● Goal: Repeat each line of the listing that follows word for word, but leave the pictures out of your answer.

Point labeling data based on photos
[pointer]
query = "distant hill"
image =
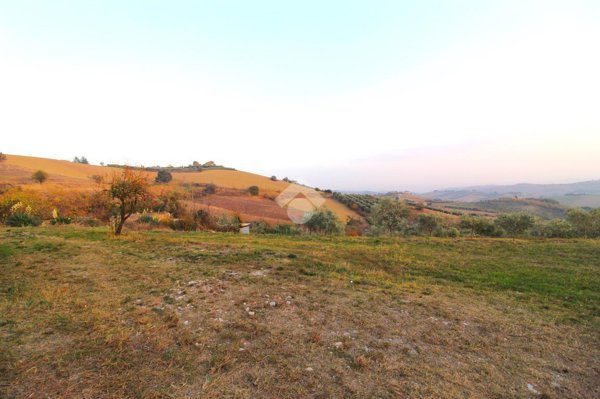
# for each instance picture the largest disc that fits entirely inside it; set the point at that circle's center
(585, 193)
(231, 196)
(543, 208)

● Right answer:
[pointer]
query = "distant hill"
image =
# for each instance picture the largest disc that fits entirely inside it; set the point at that circle's center
(585, 193)
(231, 196)
(543, 208)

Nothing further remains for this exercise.